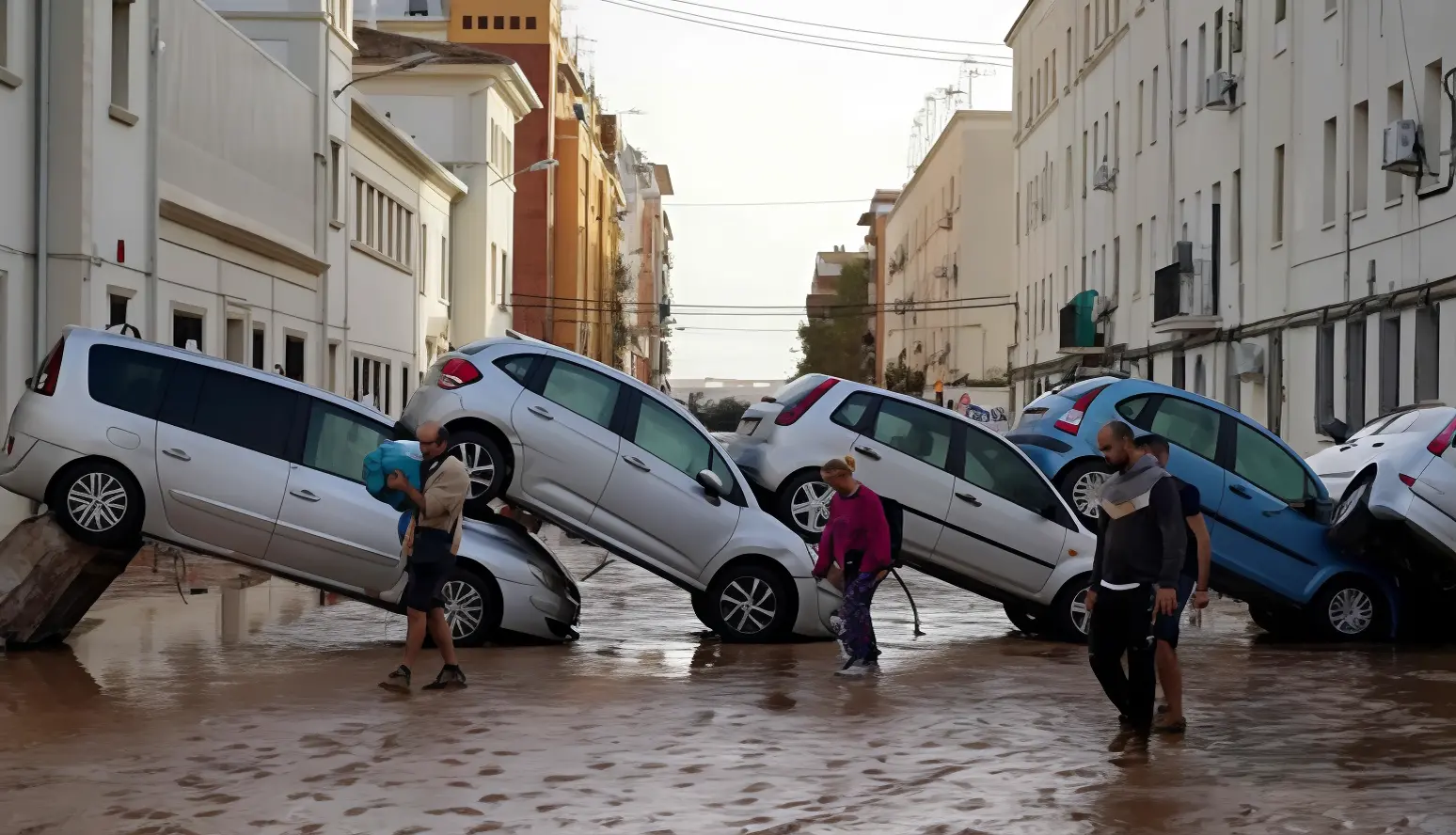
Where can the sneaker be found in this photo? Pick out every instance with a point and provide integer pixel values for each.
(449, 678)
(398, 681)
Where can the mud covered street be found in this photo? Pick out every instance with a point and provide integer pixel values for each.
(254, 709)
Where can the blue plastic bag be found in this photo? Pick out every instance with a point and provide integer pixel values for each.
(390, 455)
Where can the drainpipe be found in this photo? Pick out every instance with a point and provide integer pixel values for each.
(42, 176)
(153, 137)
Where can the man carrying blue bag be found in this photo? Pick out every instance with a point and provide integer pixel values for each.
(431, 544)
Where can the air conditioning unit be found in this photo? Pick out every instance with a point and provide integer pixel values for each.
(1248, 359)
(1220, 90)
(1402, 148)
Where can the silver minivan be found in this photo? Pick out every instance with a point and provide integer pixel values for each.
(124, 438)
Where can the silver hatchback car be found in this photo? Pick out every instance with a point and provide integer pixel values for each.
(124, 438)
(624, 465)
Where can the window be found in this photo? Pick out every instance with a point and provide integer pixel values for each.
(517, 367)
(293, 358)
(1330, 170)
(1389, 364)
(1323, 374)
(382, 225)
(338, 439)
(1277, 209)
(186, 326)
(586, 393)
(1360, 176)
(995, 465)
(258, 348)
(119, 308)
(1354, 372)
(1190, 425)
(852, 411)
(128, 380)
(245, 412)
(119, 53)
(1267, 465)
(1427, 353)
(914, 431)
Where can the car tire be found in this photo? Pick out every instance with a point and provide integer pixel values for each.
(804, 505)
(1352, 523)
(472, 606)
(1079, 484)
(485, 463)
(1027, 622)
(750, 603)
(1069, 611)
(1349, 608)
(100, 504)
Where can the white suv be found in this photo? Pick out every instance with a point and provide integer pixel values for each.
(624, 465)
(977, 512)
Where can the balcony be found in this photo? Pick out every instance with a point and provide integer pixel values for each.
(1078, 329)
(1185, 302)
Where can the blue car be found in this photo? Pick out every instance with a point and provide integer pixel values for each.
(1267, 511)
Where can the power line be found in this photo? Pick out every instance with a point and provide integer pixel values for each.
(839, 28)
(767, 34)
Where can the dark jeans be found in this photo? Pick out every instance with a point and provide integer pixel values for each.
(1123, 626)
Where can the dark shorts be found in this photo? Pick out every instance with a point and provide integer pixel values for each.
(425, 584)
(1165, 627)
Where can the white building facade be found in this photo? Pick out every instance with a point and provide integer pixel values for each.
(1211, 169)
(948, 300)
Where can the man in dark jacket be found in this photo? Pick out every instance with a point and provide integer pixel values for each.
(1134, 575)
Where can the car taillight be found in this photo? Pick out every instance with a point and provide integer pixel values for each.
(1072, 419)
(45, 383)
(457, 372)
(1442, 441)
(792, 414)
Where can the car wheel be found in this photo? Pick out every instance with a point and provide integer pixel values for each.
(100, 504)
(1352, 523)
(1349, 608)
(1082, 488)
(750, 603)
(1069, 609)
(1022, 619)
(804, 505)
(483, 462)
(472, 606)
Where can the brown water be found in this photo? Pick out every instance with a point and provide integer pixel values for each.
(255, 710)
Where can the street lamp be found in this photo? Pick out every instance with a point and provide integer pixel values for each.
(419, 58)
(537, 166)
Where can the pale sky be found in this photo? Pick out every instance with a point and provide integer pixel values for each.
(744, 118)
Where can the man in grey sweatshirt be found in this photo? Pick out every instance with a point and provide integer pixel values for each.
(1134, 575)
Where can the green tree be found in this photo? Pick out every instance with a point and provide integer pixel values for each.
(839, 343)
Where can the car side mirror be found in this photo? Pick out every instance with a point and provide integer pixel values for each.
(711, 483)
(1337, 430)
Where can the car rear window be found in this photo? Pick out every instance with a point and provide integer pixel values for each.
(799, 390)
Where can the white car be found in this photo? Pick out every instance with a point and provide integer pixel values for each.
(977, 512)
(626, 467)
(124, 438)
(1400, 468)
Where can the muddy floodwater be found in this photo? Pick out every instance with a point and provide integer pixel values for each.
(254, 709)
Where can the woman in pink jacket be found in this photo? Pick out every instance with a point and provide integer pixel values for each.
(856, 539)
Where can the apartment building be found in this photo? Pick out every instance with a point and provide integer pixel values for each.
(1248, 199)
(950, 276)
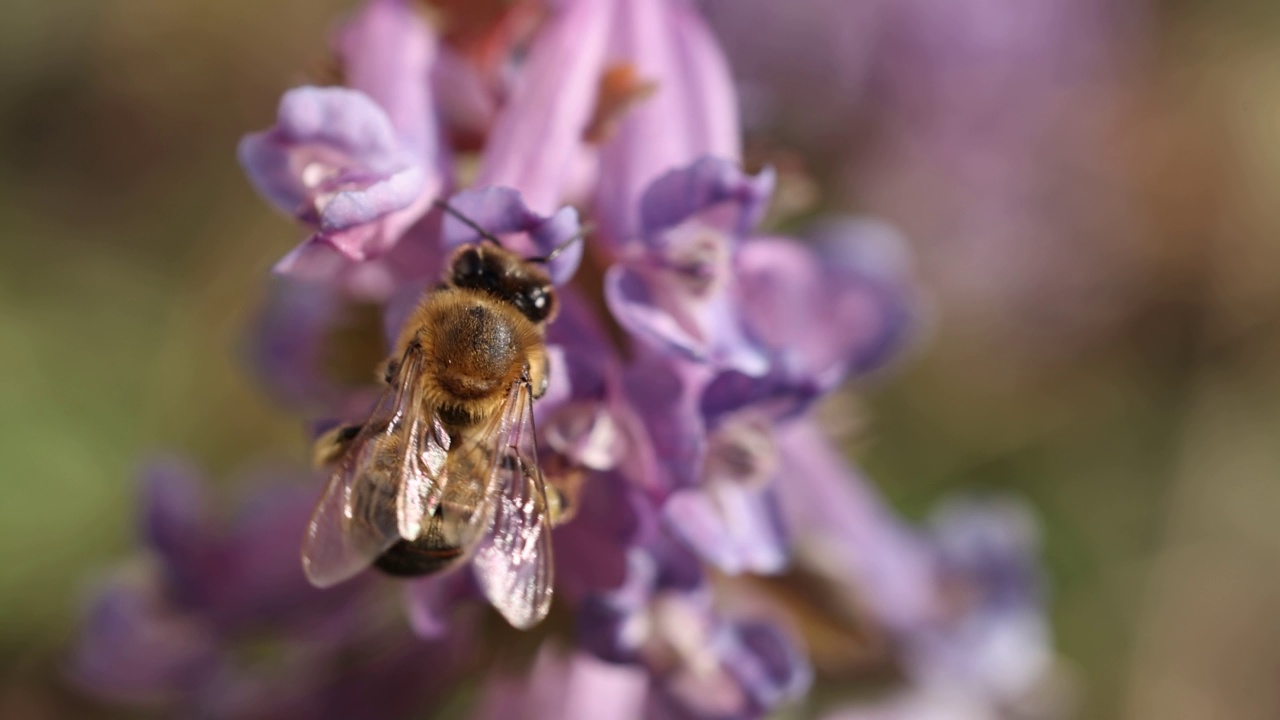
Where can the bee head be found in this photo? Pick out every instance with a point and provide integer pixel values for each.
(506, 277)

#### WORK TASK:
Exactly as written, copy the lines from the one containing "Where can the bee" to the end of the entries, both ends included.

#### EXERCISE RESPONSE:
Where can the bee head be found in this photo? Pick out every instance with a point and provide integer pixel values for each.
(506, 277)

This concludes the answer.